§ **Objective**
Pick out every line of the material below that contains the string "pixel", and copy each one in full. Case counts.

^^^^

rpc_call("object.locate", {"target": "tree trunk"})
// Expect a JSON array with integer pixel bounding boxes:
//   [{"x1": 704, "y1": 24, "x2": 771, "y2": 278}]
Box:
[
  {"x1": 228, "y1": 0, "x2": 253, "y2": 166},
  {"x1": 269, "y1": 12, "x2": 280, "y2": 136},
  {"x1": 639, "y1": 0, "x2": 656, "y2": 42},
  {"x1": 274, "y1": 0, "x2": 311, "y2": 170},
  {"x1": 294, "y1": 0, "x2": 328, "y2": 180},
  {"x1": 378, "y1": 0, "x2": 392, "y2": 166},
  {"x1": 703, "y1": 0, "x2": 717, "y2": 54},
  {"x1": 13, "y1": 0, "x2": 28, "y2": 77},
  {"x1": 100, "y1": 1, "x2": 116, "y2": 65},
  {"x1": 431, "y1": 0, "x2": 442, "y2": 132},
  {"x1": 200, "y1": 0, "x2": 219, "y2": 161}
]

^^^^

§ **Finished task**
// Expect a JSON array with integer pixel bounding boxes:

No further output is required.